### Alıntılanan metin ###

30.07.2018
30.07.2018
CHP GENEL BAŞKAN YARDIMCISI VE PARTİ SÖZCÜSÜ BÜLENT TEZCAN’IN MYK GÜNDEMİNE İLİŞKİN BASIN AÇIKLAMASI
(30 TEMMUZ 2018)
https://youtu.be/cD-5hewqvkg
EDİRNE MİLLETVEKİLİMİZ SAYIN ERDİN BİRCAN’A ACİL ŞİFALAR DİLİYORUZ
Değerli basın mensupları, Merkez Yönetim Kurulu toplantımız devam ediyor. Üzücü bir haber aldık, Edirne Milletvekilimiz Sayın Erdin Bircan bugün bir beyin kanaması rahatsızlığı geçirmiş ve hastanede şu anda yoğun bakımda. Öncelikle acil şifalar diliyoruz, yakından takip ediyoruz. Sayın Genel Başkanımız ve bütün arkadaşlarımız yakından takip ediyoruz. Bir an önce sağlığına kavuşmasını bekliyoruz, diliyoruz. Süreci takip etmek üzere Grup Başkanvekilimiz Sayın Engin Altay, Ankara Milletvekilimiz Murat Emir’le birlikte Iğdır’a gittiler, şu anda hastanede. Her an, dakika dakika durumuyla ilgili bilgi alıyoruz. İnşallah sevindirici bir haberi bekliyoruz.

### Alıştırma verileri ###

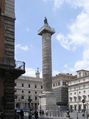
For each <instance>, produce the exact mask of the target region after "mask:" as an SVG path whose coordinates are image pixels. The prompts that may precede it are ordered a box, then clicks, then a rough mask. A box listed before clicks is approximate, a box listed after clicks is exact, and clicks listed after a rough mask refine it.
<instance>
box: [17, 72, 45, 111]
mask: <svg viewBox="0 0 89 119" xmlns="http://www.w3.org/2000/svg"><path fill="white" fill-rule="evenodd" d="M42 83H43V81H42V78H40V77H39V72H38V73H37V72H36V77H28V76H21V77H19V78H18V79H16V80H15V84H16V86H15V108H20V109H24V110H29V108H30V107H31V108H32V109H33V110H34V109H36V108H38V105H39V94H40V93H42V91H43V84H42ZM29 99H31V100H29ZM29 106H30V107H29Z"/></svg>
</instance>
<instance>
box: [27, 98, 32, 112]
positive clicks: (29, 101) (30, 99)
mask: <svg viewBox="0 0 89 119" xmlns="http://www.w3.org/2000/svg"><path fill="white" fill-rule="evenodd" d="M31 101H32V99H31V98H29V99H28V105H29V109H30V110H31Z"/></svg>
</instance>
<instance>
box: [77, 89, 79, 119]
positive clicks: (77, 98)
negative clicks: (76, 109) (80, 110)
mask: <svg viewBox="0 0 89 119" xmlns="http://www.w3.org/2000/svg"><path fill="white" fill-rule="evenodd" d="M78 96H79V95H78V87H77V119H78V109H79V104H78V103H79V102H78V101H79V100H78Z"/></svg>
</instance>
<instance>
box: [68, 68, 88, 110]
mask: <svg viewBox="0 0 89 119" xmlns="http://www.w3.org/2000/svg"><path fill="white" fill-rule="evenodd" d="M68 99H69V109H70V111H82V110H83V109H85V110H88V109H89V71H87V70H79V71H77V76H76V78H75V79H74V80H71V81H69V83H68Z"/></svg>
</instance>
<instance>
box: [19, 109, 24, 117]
mask: <svg viewBox="0 0 89 119" xmlns="http://www.w3.org/2000/svg"><path fill="white" fill-rule="evenodd" d="M20 117H21V119H24V112H23V110H22V109H21V111H20Z"/></svg>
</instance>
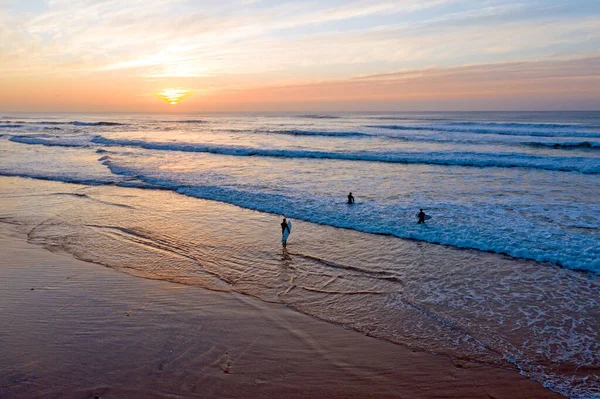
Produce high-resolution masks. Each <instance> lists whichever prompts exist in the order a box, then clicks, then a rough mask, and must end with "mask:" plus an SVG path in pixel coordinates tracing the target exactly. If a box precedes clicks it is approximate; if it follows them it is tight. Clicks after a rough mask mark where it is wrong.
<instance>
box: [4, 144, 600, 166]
mask: <svg viewBox="0 0 600 399" xmlns="http://www.w3.org/2000/svg"><path fill="white" fill-rule="evenodd" d="M9 140H10V141H13V142H17V143H21V144H31V145H44V146H49V147H54V146H56V147H90V146H92V145H94V144H98V145H105V146H124V147H137V148H144V149H148V150H158V151H177V152H199V153H209V154H217V155H228V156H238V157H251V156H259V157H273V158H297V159H303V158H304V159H332V160H344V161H359V162H383V163H398V164H429V165H449V166H465V167H479V168H485V167H500V168H529V169H542V170H550V171H561V172H579V173H584V174H600V158H595V157H565V156H540V155H531V154H523V153H485V152H465V151H461V152H412V151H389V152H376V151H360V152H327V151H318V150H314V151H311V150H294V149H267V148H254V147H244V146H227V145H212V144H199V143H164V142H149V141H141V140H114V139H108V138H105V137H102V136H94V137H93V138H92V139H91V140H90V139H89V138H88V137H82V136H75V137H60V136H48V135H35V136H12V137H11V138H10V139H9ZM535 145H538V144H535ZM539 145H544V144H543V143H539ZM584 146H585V144H584ZM584 148H585V147H584ZM594 148H596V147H594Z"/></svg>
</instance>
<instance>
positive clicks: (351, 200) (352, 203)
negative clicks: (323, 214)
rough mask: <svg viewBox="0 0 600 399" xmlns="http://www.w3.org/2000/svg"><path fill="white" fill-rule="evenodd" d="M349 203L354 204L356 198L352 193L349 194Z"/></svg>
mask: <svg viewBox="0 0 600 399" xmlns="http://www.w3.org/2000/svg"><path fill="white" fill-rule="evenodd" d="M348 203H349V204H354V196H353V195H352V193H350V194H348Z"/></svg>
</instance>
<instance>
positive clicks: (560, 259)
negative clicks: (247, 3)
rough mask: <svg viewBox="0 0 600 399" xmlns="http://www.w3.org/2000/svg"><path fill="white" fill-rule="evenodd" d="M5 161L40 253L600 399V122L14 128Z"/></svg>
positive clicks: (88, 126) (44, 120) (3, 195)
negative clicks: (41, 250)
mask: <svg viewBox="0 0 600 399" xmlns="http://www.w3.org/2000/svg"><path fill="white" fill-rule="evenodd" d="M0 160H1V161H0V175H2V176H4V177H3V178H2V181H3V184H2V194H1V197H2V207H0V211H1V213H0V217H1V219H0V221H3V222H6V223H10V224H13V225H18V226H21V228H23V229H24V232H26V233H27V234H28V237H29V240H30V241H31V242H34V243H38V244H40V245H44V246H45V247H47V248H49V249H52V250H60V251H66V252H68V253H71V254H73V255H74V256H76V257H78V258H80V259H84V260H88V261H92V262H96V263H99V264H102V265H106V266H110V267H114V268H117V269H119V270H122V271H125V272H129V273H133V274H136V275H140V276H143V277H148V278H157V279H165V280H169V281H174V282H178V283H184V284H194V285H199V286H203V287H205V288H208V289H215V290H225V291H236V292H240V293H243V294H247V295H251V296H254V297H257V298H260V299H262V300H265V301H269V302H276V303H281V304H284V305H286V306H289V307H292V308H293V309H295V310H297V311H300V312H303V313H306V314H310V315H312V316H314V317H317V318H319V319H323V320H326V321H329V322H333V323H339V324H341V325H343V326H344V328H348V329H354V330H357V331H360V332H362V333H363V334H367V335H371V336H374V337H377V338H381V339H386V340H389V341H392V342H395V343H398V344H402V345H406V346H409V347H412V348H414V349H415V350H424V351H430V352H435V353H441V354H445V355H448V356H450V357H451V358H453V359H469V360H475V361H481V362H486V363H491V364H497V365H499V366H502V367H514V368H516V369H518V370H520V372H521V373H523V374H524V375H527V376H529V377H530V378H533V379H535V380H537V381H540V382H541V383H542V384H544V385H545V386H548V387H549V388H551V389H553V390H555V391H557V392H560V393H562V394H564V395H566V396H569V397H572V398H594V397H600V376H599V374H598V370H599V369H600V336H599V331H600V321H599V320H600V307H599V302H600V277H599V275H600V112H458V113H457V112H441V113H434V112H428V113H327V114H317V113H310V114H309V113H296V114H210V115H209V114H206V115H205V114H194V115H181V114H168V115H156V114H152V115H150V114H4V115H1V118H0ZM23 178H26V179H27V180H24V179H23ZM64 183H75V184H64ZM349 192H352V193H353V195H354V197H355V199H356V202H355V204H352V205H348V204H347V203H346V198H347V195H348V193H349ZM420 208H423V210H424V211H425V212H426V213H427V214H428V215H430V216H431V217H432V218H431V220H428V221H427V223H426V224H424V225H420V224H417V223H416V222H417V217H416V214H417V212H419V209H420ZM283 216H285V217H287V218H289V219H291V220H292V221H293V223H294V228H293V232H292V234H291V236H290V239H289V241H288V247H287V248H286V249H285V250H284V249H282V247H281V242H280V234H281V229H280V226H279V223H280V222H281V218H282V217H283Z"/></svg>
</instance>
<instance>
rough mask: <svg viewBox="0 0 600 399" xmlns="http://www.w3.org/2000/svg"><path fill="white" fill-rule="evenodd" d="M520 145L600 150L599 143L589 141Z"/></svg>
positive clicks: (546, 147) (535, 147) (595, 141)
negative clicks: (594, 149)
mask: <svg viewBox="0 0 600 399" xmlns="http://www.w3.org/2000/svg"><path fill="white" fill-rule="evenodd" d="M520 144H522V145H526V146H529V147H534V148H556V149H564V150H570V149H579V148H582V149H586V148H587V149H600V142H596V141H595V142H590V141H580V142H575V143H573V142H572V143H539V142H528V143H520Z"/></svg>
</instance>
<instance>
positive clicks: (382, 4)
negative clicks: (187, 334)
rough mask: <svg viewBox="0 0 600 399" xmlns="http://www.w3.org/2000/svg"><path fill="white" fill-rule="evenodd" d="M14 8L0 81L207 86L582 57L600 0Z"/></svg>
mask: <svg viewBox="0 0 600 399" xmlns="http://www.w3.org/2000/svg"><path fill="white" fill-rule="evenodd" d="M0 4H1V3H0ZM16 9H17V8H15V7H5V6H3V9H2V10H0V74H1V77H0V84H1V83H2V81H3V79H4V80H6V79H15V78H17V77H20V78H25V77H29V78H33V77H46V79H54V80H56V79H62V78H67V77H68V78H69V79H72V80H73V79H79V81H80V82H81V83H82V84H85V82H86V79H89V77H90V76H94V77H95V78H96V79H105V78H106V79H108V77H109V76H110V77H112V78H113V79H115V80H122V79H130V80H134V81H136V82H148V81H150V82H155V81H156V80H159V81H160V80H163V81H165V82H171V81H177V82H179V81H185V83H186V84H189V85H193V86H196V87H198V88H199V87H200V86H201V87H202V90H204V91H206V90H207V87H210V92H211V93H215V92H227V91H228V90H231V89H244V90H250V89H253V88H255V87H264V86H273V85H274V84H275V85H286V84H287V85H298V84H313V83H315V82H332V81H345V82H350V80H351V79H353V78H354V77H356V76H363V75H369V76H372V75H377V74H381V73H384V74H385V73H387V72H390V71H398V70H410V74H411V75H412V76H414V75H415V74H420V73H422V74H424V75H423V76H427V77H428V79H437V78H436V76H437V75H432V74H431V71H432V70H438V71H439V70H451V69H452V68H454V67H457V68H462V67H463V66H464V65H471V64H486V65H497V64H498V63H501V64H505V65H508V64H510V63H515V62H516V63H518V62H519V61H521V62H524V61H527V62H529V61H540V62H548V63H552V62H554V61H553V60H562V59H564V58H565V57H574V56H576V57H579V58H582V57H583V58H585V57H587V58H588V59H591V58H590V57H591V56H592V55H594V54H596V51H597V49H598V48H600V4H597V5H593V4H590V2H586V1H585V0H572V1H570V2H565V1H562V0H531V1H527V2H523V1H521V0H481V1H476V0H395V1H388V0H380V1H375V0H369V1H367V0H354V1H350V2H348V1H339V0H320V1H316V0H306V1H289V2H279V1H273V0H263V1H254V0H253V1H248V0H231V1H226V0H219V1H217V0H202V1H192V0H130V1H121V0H50V1H48V2H47V4H46V5H45V7H43V8H39V9H37V11H36V9H35V7H29V8H27V9H26V10H25V11H15V10H16ZM561 62H562V61H561ZM528 65H531V64H528ZM548 65H550V64H548ZM586 65H592V64H585V63H583V64H581V68H583V69H585V68H587V67H588V66H586ZM593 65H595V64H593ZM486 73H491V72H490V71H489V70H488V71H487V72H486ZM495 76H497V75H495ZM371 79H372V78H371ZM494 79H495V78H494V77H493V76H491V75H490V77H489V80H490V82H492V81H494ZM456 82H458V81H455V83H456ZM380 83H381V82H380ZM346 84H348V83H346ZM381 84H382V83H381ZM456 84H458V83H456ZM465 84H466V83H465ZM139 85H140V89H139V90H142V87H146V83H144V84H142V83H139ZM136 94H139V93H136ZM365 95H367V94H365ZM188 103H189V101H188Z"/></svg>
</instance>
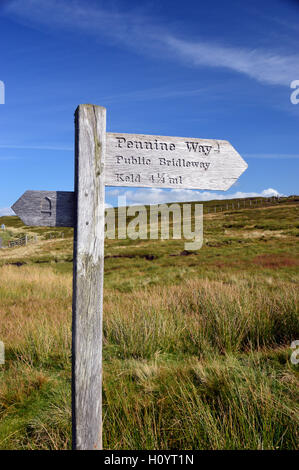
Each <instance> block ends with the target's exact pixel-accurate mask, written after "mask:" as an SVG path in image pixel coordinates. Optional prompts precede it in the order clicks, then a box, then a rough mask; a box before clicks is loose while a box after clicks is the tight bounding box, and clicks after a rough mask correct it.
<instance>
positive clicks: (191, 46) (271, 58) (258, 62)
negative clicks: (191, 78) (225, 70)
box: [168, 36, 299, 86]
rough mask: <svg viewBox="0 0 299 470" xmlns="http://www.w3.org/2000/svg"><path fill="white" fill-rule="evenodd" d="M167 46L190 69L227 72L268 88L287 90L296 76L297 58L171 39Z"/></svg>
mask: <svg viewBox="0 0 299 470" xmlns="http://www.w3.org/2000/svg"><path fill="white" fill-rule="evenodd" d="M168 44H169V46H170V47H172V48H173V50H174V51H175V52H176V53H177V54H178V55H179V57H181V58H182V59H183V60H186V61H188V62H189V63H191V65H194V66H203V65H205V66H208V67H222V68H227V69H231V70H234V71H236V72H239V73H242V74H245V75H248V76H249V77H251V78H253V79H255V80H258V81H260V82H264V83H268V84H273V85H287V86H290V82H291V81H292V80H293V77H297V76H298V75H299V55H292V56H282V55H280V54H278V53H276V52H275V51H266V50H258V49H245V48H237V47H225V46H220V45H217V44H210V43H206V42H198V41H194V42H189V41H185V40H181V39H177V38H174V37H171V36H170V37H169V38H168Z"/></svg>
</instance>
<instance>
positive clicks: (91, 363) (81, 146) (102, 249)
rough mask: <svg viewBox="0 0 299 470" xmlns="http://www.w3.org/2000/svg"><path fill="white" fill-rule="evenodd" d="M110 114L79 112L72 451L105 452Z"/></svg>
mask: <svg viewBox="0 0 299 470" xmlns="http://www.w3.org/2000/svg"><path fill="white" fill-rule="evenodd" d="M105 151H106V109H105V108H103V107H101V106H94V105H80V106H79V107H78V108H77V110H76V113H75V233H74V277H73V328H72V348H73V349H72V361H73V362H72V369H73V382H72V411H73V448H74V449H77V450H92V449H101V448H102V310H103V307H102V305H103V267H104V211H105V200H104V198H105V181H104V161H105Z"/></svg>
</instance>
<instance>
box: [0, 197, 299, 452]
mask: <svg viewBox="0 0 299 470" xmlns="http://www.w3.org/2000/svg"><path fill="white" fill-rule="evenodd" d="M215 204H216V203H215ZM223 205H225V204H223ZM206 207H208V204H207V205H206ZM211 207H212V203H211ZM213 207H214V206H213ZM298 209H299V205H298V202H297V201H296V200H286V201H284V203H280V204H273V205H269V206H268V207H265V206H262V207H251V208H245V209H244V208H239V209H234V210H226V211H222V212H217V211H216V213H215V212H214V211H211V212H210V213H207V211H206V212H205V213H206V215H205V217H204V244H203V247H202V248H201V250H199V251H198V252H188V251H186V250H184V241H183V240H138V239H137V240H129V239H124V240H117V239H115V240H106V245H105V255H106V259H105V286H104V325H103V327H104V344H103V355H104V383H103V406H104V413H103V422H104V432H103V436H104V447H105V448H106V449H277V450H279V449H296V448H297V447H298V437H299V436H298V416H299V414H298V411H299V410H298V398H299V396H298V390H299V387H298V385H299V383H298V382H299V374H298V370H299V369H298V367H299V366H298V365H297V366H296V365H295V364H292V363H291V361H290V357H291V353H292V350H291V349H290V345H291V342H292V341H294V340H296V339H299V322H298V265H299V258H298V248H297V246H298V235H299V230H298V228H299V227H298ZM2 223H5V225H6V230H5V235H4V238H5V237H6V239H7V240H8V239H15V238H17V237H19V236H21V234H28V235H31V236H34V235H37V241H36V242H34V243H30V244H28V245H27V246H21V247H15V248H4V249H1V250H0V318H1V322H0V340H2V341H3V342H4V343H5V353H6V361H5V364H4V365H0V449H68V448H70V445H71V444H70V443H71V393H70V391H71V302H72V229H61V228H57V229H50V228H42V227H25V226H24V225H23V224H22V222H21V221H20V220H19V219H18V218H17V217H5V218H4V217H2V218H0V225H1V224H2ZM61 232H63V238H62V236H61V235H60V234H61ZM2 234H3V232H1V233H0V236H2Z"/></svg>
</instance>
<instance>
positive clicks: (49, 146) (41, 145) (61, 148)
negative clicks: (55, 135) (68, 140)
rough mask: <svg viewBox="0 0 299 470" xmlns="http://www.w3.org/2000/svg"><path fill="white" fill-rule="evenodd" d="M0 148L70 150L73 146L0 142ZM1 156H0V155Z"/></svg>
mask: <svg viewBox="0 0 299 470" xmlns="http://www.w3.org/2000/svg"><path fill="white" fill-rule="evenodd" d="M0 148H1V149H14V150H18V149H21V150H59V151H63V152H71V151H73V150H74V147H71V146H55V145H14V144H1V145H0ZM0 158H1V157H0Z"/></svg>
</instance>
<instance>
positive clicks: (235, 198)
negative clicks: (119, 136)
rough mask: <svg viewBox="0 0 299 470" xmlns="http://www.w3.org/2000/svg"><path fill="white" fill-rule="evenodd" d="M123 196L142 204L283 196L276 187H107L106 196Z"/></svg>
mask: <svg viewBox="0 0 299 470" xmlns="http://www.w3.org/2000/svg"><path fill="white" fill-rule="evenodd" d="M119 196H125V198H126V204H128V205H142V204H163V203H170V202H191V201H198V202H201V201H211V200H214V199H215V200H225V199H240V198H246V197H272V196H283V195H282V194H280V193H279V192H278V191H276V189H273V188H268V189H264V190H263V191H261V192H260V193H257V192H241V191H237V192H235V193H233V194H219V193H214V192H212V191H194V190H190V189H172V190H171V191H165V190H164V189H156V188H155V189H146V190H144V189H137V190H135V189H129V190H128V189H117V188H116V189H111V190H109V189H107V190H106V198H117V197H119Z"/></svg>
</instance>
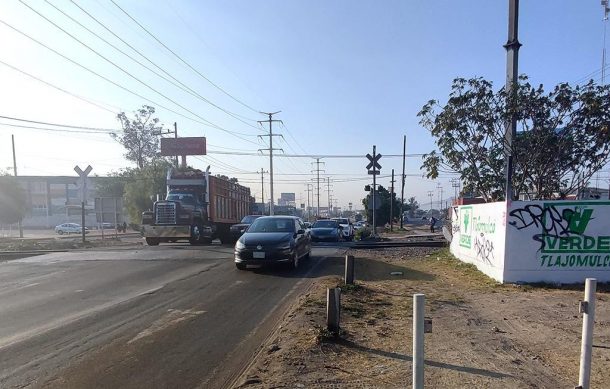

###

### Görevler:
(1) İçinde "positive" sözcüğü geçen her satırı lütfen olduğu gibi döndür; büyük ve küçük harf farkını dikkate al.
(2) Basın açıklamasını kaldığı yerden alıp sürdür.
Basın açıklaması ile satırlar ayrı kaynaklardan alınmıştır.

### Görev yanıtları:
(1)
positive clicks: (29, 101) (30, 99)
positive clicks: (77, 98)
positive clicks: (351, 200) (352, 203)
positive clicks: (560, 259)
positive clicks: (88, 126) (44, 120) (3, 195)
positive clicks: (546, 147) (535, 147) (595, 141)
positive clicks: (382, 4)
positive clicks: (191, 46) (271, 58) (258, 62)
positive clicks: (91, 363) (81, 146) (102, 249)
positive clicks: (49, 146) (41, 145) (61, 148)
positive clicks: (235, 198)

(2)
BÜTÜN VATANDAŞLARIMIZI “ANKARA GAR KATLİAMI” DURUŞMASINI TAKİP ETMEYE DAVET EDİYORUZ
Değerli arkadaşlar bir başka önemli konu, yarın 10 Ekim katliamı davası duruşmasının karar duruşması, Sincan kampüsünde duruşma salonunda. 10 Ekim 2015’te Ankara Gar katliamında 103 canı kaybetmiştik, 103 kişi hayatını kaybetmişti bu hain terör saldırısı sonucunda. Genel Başkan Yardımcılarımız Sayın Tekin Bingöl, Sayın Veli Ağbaba, Sayın Onursal Adıgüzel ve milletvekili arkadaşlarımızdan oluşan bir heyet yarın duruşmayı takip edecekler. Bütün demokrasi, hukuk, hukukun üstünlüğü ve insan hakları konusunda hassasiyeti olan bütün vatandaşlarımızı duruşmayı takip etmeye davet ediyoruz. 103 canımız hain bir terör saldırısına kurban gitmişti, ancak sorun sadece tetiği çekenlerin yargılanmasıyla çözülebilecek bir sorun olmanın ötesindedir. Tetiği çektiren iradenin, bombayı patlatan iradenin, saldırıyı planlayan iradenin ortaya çıkarılması gerekir. Yani saldırının arka planının ortaya çıkarılması gerekir. 7 Haziran’la 1 Kasım arasındaki süreçte hızla yükselen terörün yükselme sebebinin ortaya çıkarılması gerekir. Türkiye önümüzdeki süreçte sağlıklı bir toplumsal barışı inşa edebilmek için buna ihtiyaç vardır, bir taraftan yargı sürecinin tamamlanmasını beklerken öbür taraftan 7 Haziran – 1 Kasım arasında artan terör olaylarının gerçek sorumlularının, arka plandaki faillerinde ortaya çıkarılması en büyük arzumuz ve beklentimizdir.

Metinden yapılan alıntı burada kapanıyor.